• Assignment: Each record that follows is to be output in full, precisely as written.

• Extracted records:

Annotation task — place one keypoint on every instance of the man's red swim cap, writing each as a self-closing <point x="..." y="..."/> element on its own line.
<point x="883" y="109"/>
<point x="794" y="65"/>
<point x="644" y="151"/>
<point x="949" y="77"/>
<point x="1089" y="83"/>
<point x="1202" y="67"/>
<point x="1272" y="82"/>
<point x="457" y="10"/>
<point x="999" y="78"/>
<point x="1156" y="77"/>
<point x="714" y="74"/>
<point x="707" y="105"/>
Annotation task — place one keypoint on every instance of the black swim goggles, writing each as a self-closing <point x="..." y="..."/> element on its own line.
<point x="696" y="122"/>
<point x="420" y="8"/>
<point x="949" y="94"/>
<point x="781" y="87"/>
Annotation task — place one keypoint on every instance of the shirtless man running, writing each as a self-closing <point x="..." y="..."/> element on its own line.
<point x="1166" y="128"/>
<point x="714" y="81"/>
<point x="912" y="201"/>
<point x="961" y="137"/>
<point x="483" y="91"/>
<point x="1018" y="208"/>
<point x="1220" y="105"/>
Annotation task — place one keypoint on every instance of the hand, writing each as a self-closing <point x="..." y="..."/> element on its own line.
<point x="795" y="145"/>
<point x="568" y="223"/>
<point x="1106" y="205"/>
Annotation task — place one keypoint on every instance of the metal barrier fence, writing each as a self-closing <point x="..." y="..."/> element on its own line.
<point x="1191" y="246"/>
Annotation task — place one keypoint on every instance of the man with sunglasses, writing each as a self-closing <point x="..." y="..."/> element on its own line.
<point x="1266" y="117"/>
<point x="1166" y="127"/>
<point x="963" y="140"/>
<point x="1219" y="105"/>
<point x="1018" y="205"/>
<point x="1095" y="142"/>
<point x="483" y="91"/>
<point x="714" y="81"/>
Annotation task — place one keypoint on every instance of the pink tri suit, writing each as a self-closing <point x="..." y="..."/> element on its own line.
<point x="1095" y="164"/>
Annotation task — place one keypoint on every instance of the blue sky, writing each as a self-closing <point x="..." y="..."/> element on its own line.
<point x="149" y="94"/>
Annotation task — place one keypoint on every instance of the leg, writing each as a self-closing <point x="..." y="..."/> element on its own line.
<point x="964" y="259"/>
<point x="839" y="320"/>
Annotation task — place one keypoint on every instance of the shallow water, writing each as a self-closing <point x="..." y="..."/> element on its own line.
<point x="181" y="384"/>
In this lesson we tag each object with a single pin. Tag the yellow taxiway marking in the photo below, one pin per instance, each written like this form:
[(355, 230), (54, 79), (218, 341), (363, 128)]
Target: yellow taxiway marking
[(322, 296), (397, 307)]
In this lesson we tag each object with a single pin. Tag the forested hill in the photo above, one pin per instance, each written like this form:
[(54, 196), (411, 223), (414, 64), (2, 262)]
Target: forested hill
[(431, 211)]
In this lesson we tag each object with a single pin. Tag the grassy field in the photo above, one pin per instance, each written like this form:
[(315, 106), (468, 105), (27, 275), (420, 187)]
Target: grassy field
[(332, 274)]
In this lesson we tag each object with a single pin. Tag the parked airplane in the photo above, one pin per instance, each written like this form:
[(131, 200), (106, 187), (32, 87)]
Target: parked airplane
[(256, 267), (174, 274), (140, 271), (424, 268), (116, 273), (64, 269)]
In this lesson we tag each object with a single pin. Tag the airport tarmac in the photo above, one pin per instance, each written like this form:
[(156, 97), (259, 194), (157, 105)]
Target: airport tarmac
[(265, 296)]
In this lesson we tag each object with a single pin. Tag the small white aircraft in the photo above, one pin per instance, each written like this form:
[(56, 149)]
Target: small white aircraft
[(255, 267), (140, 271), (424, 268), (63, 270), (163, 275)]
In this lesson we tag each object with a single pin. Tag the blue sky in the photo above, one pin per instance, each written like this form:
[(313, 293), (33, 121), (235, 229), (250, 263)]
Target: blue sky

• Answer:
Annotation task — place one keypoint on every instance of the man's red swim cap, writing each as a self-closing <point x="..." y="..."/> element on its own line.
<point x="883" y="109"/>
<point x="794" y="65"/>
<point x="644" y="151"/>
<point x="949" y="77"/>
<point x="1089" y="83"/>
<point x="1202" y="67"/>
<point x="1272" y="82"/>
<point x="457" y="10"/>
<point x="999" y="78"/>
<point x="1156" y="77"/>
<point x="714" y="74"/>
<point x="707" y="105"/>
Annotation task — place one keypoint on every instance of the black swim goggles, writing each as a self-closing <point x="..." y="..."/> element on its own line.
<point x="696" y="122"/>
<point x="420" y="8"/>
<point x="949" y="94"/>
<point x="781" y="87"/>
Annotation task — place one keypoint on every instance of the shirtless man running, writing each as a self-closing <point x="..." y="..."/> element on its own line.
<point x="1166" y="128"/>
<point x="714" y="81"/>
<point x="912" y="201"/>
<point x="961" y="137"/>
<point x="483" y="91"/>
<point x="1018" y="208"/>
<point x="1220" y="105"/>
Annotation task — place one keypoint on every instance of the hand, writing each as a self-closing <point x="..." y="..."/> element on its own line.
<point x="795" y="145"/>
<point x="568" y="223"/>
<point x="1106" y="205"/>
Annotation task — place one keypoint on every instance of the metal barrier fence, writing each as a self-closing <point x="..." y="..."/> element on its own line.
<point x="1191" y="246"/>
Annotation task — place one keypoint on every instance of the man with sunglasses, writing each as a self-closing <point x="..." y="..."/> element on its own line.
<point x="1266" y="117"/>
<point x="1166" y="127"/>
<point x="963" y="140"/>
<point x="1219" y="105"/>
<point x="1018" y="205"/>
<point x="1095" y="142"/>
<point x="483" y="91"/>
<point x="714" y="81"/>
Annotation task — place one keypoint on every instance of the pink tri suit, writing each as a self-closing <point x="..." y="..."/> element on its own line.
<point x="1095" y="164"/>
Annotation task — place one keypoint on every instance of the blue sky, writing each as a self-closing <point x="..." y="..."/> element on its own line.
<point x="149" y="94"/>
Annotation task — place one keypoint on every instance of the leg, writing each as a self-closing <point x="..." y="..."/> element on its own line.
<point x="964" y="259"/>
<point x="839" y="320"/>
Annotation task — place one keypoint on every instance of the shallow water, writing each as a self-closing <point x="..." y="..."/> element on its own line.
<point x="181" y="384"/>
In this lesson we tag each object with a single pin. Tag the yellow taxiway marking in the photo below, one pin per instance, each written like this form:
[(355, 230), (54, 79), (218, 341), (363, 128)]
Target: yellow taxiway marking
[(322, 296), (397, 307)]
In this lesson we tag each object with a single pin. Tag the forested hill in the photo above, one pin per instance, each written like this form:
[(54, 196), (411, 223), (414, 64), (2, 262)]
Target: forested hill
[(431, 211)]
In this lesson we tag each object with a single pin. Tag the grassy field in the photo above, one pin per instance, each written like this form:
[(315, 106), (468, 105), (27, 275), (420, 187)]
Target: grassy field
[(332, 274)]
In this lesson we tag each object with a single pin. Tag the parked airplane in the photo above, one pin per instance, each written like this form:
[(131, 200), (106, 187), (32, 87)]
Target: parked airplane
[(256, 267), (174, 274), (140, 271), (424, 268), (116, 273), (64, 269)]
In this lesson we tag each object with a single pin. Tag the airport tarmac in the photo above, one pin per instance, each written like this form:
[(156, 97), (259, 194), (157, 105)]
Target: airport tarmac
[(265, 296)]
In this lesson we tag each object with a single pin. Tag the small white aircraft in the photo above, one pin per instance, each written like this form:
[(56, 149)]
Target: small white aircraft
[(255, 267), (140, 271), (424, 268), (63, 270), (163, 275)]
In this lesson we tag each object with a single pin. Tag the blue sky in the photo above, one pin per instance, each written like this form:
[(313, 293), (33, 121), (235, 229), (250, 263)]
Target: blue sky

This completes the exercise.